- Provided text -
━━━━━━
The deadly collapse of a building under construction on May 23 in Abadan, a city in Iran’s Khuzestan province, has sparked a wave of outrage in the country. At least 41 people died in the tragedy and dozens are still missing. Two weeks after the collapse, hundreds of protestors blaming the authorities for negligence and corruption are still in the streets.
Iran’s Supreme Leader, Ayatollah Ali Khamenei, has called for those responsible for the tragedy to be prosecuted and punished. The regional judiciary also announced that it had arrested thirteen people, including the mayor of Abadan and two of its former mayors.
The protests, however, are not letting up. Protesters accuse the owner of the 10-storey building, Hossein Abdolbaghi, a businessman close to the government, of corruption. The unrest has spread to other towns across the southwestern region of Iran.
Emergency workers are still pulling bodies from the rubble. On June 6, the death toll rose to 41, Iranian officials said, but they fear that more bodies have yet to be recovered. Residents worry that up to a hundred people may still be trapped under debris.
‘You have to dig and crawl under tonnes of gravel and cement to find the bodies’
The Iranian Red Crescent Society and fire brigade have been dispatched to help the victims. However, the search and rescue operations are mainly carried out by residents, according to our Observer, Leili (not her real name), an Iranian activist who lives in Abadan. After the building collapsed, she rushed to the site.
The bulk of the relief effort falls on the shoulders of the residents. The fire brigade and the Red Crescent seem overwhelmed. No one knows what is going on at the site. There is no clear rescue plan.
The fire brigade and the Red Crescent have told me that they don’t have enough equipment. They also told me that there was no one to give directions.
━━━━━━
- Dataset extract -
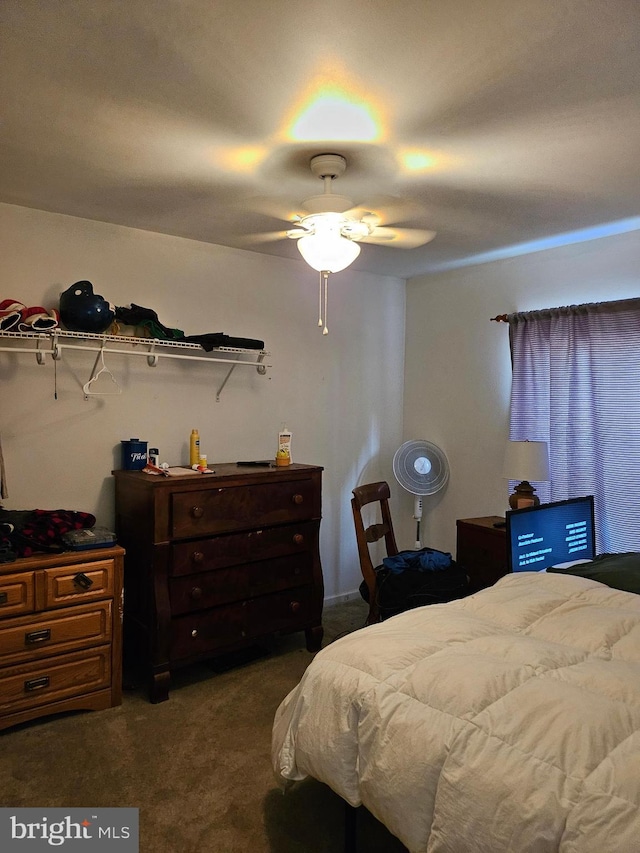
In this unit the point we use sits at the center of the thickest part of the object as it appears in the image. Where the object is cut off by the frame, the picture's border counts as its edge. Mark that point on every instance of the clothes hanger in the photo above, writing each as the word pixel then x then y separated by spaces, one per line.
━━━━━━
- Task list -
• 1. List every person the article on the Abadan building collapse refers to by name, including any pseudonym.
• 2. Extend the article on the Abadan building collapse beyond its last sentence.

- Outputs by task -
• 1.
- Ayatollah Ali Khamenei
- Hossein Abdolbaghi
- Leili (not her real name)

• 2.
What is worse is that the crisis management agency had ordered a large number of riot police to be deployed in the city, all of whom were dispatched from other regions. They have been all over the city since the building collapsed and even before the protests started.
Volunteers tried to dig out survivors and bodies with rudimentary tools.
They brought all sorts of tools they thought would be useful: hacksaws, shovels and even pots to remove the gravel. And I must say that the volunteers have done and are still doing most of the work.
The rescue teams are working with big machines to clear the area, but that is a small part of the job. Because you have to dig and crawl under tons of gravel and cement to find the bodies. This has to be done by hand, not by machines, and this work is done by the volunteers, not the rescue groups. Brothers or fathers dig on their own to find their relatives’ bodies.
According to official documents published by local journalists, the body responsible for approving construction projects in Iran, the Construction Engineering Organization, has repeatedly indicated that the Metropol Building’s safety features were not up to standard.
The organisation pointed out certain risks, including the addition of three extra floors to the building, which was already considered unstable. They have reported these irregularities to three successive mayors of the city and the city council since January 2022.
The building’s owner, Hossein Abdolbaghi, a wealthy businessman from the southwestern province of Khuzestan, is known to have links with high-ranking figures. In photos posted on his website, he is often seen with commanders of the Revolutionary Guard Corps or the governor of the province.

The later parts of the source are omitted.